Data to use:
• • • •

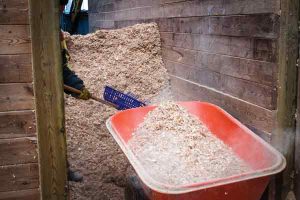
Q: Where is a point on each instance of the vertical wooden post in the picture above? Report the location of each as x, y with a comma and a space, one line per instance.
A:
283, 137
297, 141
48, 89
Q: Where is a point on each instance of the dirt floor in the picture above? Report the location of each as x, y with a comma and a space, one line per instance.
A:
128, 59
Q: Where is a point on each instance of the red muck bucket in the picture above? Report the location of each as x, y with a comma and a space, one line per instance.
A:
264, 160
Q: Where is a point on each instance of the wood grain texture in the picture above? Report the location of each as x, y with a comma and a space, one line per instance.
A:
257, 94
16, 96
183, 8
252, 48
18, 177
31, 194
49, 99
250, 114
15, 68
15, 39
13, 15
246, 69
261, 25
7, 4
283, 137
18, 151
17, 124
297, 138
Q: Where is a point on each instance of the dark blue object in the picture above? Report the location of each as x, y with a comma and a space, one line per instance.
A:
82, 26
123, 101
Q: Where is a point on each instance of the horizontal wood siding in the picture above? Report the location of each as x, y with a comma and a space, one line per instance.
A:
31, 194
19, 174
224, 52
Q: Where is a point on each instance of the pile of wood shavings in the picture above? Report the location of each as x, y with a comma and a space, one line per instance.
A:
128, 59
175, 148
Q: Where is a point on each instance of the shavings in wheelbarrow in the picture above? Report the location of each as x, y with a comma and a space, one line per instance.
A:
176, 148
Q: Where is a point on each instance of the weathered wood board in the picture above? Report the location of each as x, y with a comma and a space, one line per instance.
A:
17, 124
15, 68
18, 177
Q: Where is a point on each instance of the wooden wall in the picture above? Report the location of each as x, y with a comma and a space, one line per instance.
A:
224, 52
18, 154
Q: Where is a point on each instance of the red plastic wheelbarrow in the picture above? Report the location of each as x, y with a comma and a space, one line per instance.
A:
264, 160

• • • •

Task directions: A verbatim rendering of the listing above is required, without any of its pictures.

Answer:
Q: Where is a point on each instance of the vertical wooden post in the picture above? Report the location of each as x, y with a comma and a space, one line per instance.
A:
283, 137
297, 141
48, 89
Q: Where is a point on each instance of the dirt floor in the picture above? Report the location of each as x, y with a comma and a space, one line per instance.
A:
128, 59
Q: Where is a point on each instance of the red muck bucket in the picture above? Report the location of each as x, y with a comma and a space, one line per instance.
A:
264, 160
Q: Where is a point on each instance of the wood grain texture in the picture above? Report the location of each as x, y with a comma and a space, one line per instance.
A:
257, 94
16, 96
183, 8
252, 48
18, 177
31, 194
49, 99
250, 114
15, 68
15, 39
13, 15
246, 69
261, 25
7, 4
283, 137
18, 151
17, 124
297, 138
Q: Where is a point on each instance of the dark blue object in the picture above? Report the location of each as x, y with a comma and a space, one line per instance.
A:
82, 26
123, 101
Q: Where is a point on each instance of the horizontal wood siding in the picture above? Report the location of each as x, y with a comma and a space, one line per instance.
A:
31, 194
19, 174
224, 52
Q: Where is a point on each instance of the pile of wood shavings in the picture above? Report the location of each as x, y with a comma and a space, one line per instance.
A:
128, 59
175, 148
Q: Where is a point on each instance of the shavings in wheelbarrow in the picture above? Report the location of each as x, y with a comma and a space, one line per instance.
A:
176, 148
Q: Where is a point on each instance of the weathered wood board in the picture above? Report the location of each as x, y with a comma and a space, one line per instance.
A:
17, 124
15, 68
18, 177
Q: Where is a point on each instance of the wooden wall in the picture above? Report the location of each as x, y with a comma and a space, one line per instance.
A:
224, 52
18, 154
Q: Where is a point on each instance of the red plastic wheelbarrow in the picture above? Report the location of each as x, y with a comma and a space, one line per instance.
A:
264, 160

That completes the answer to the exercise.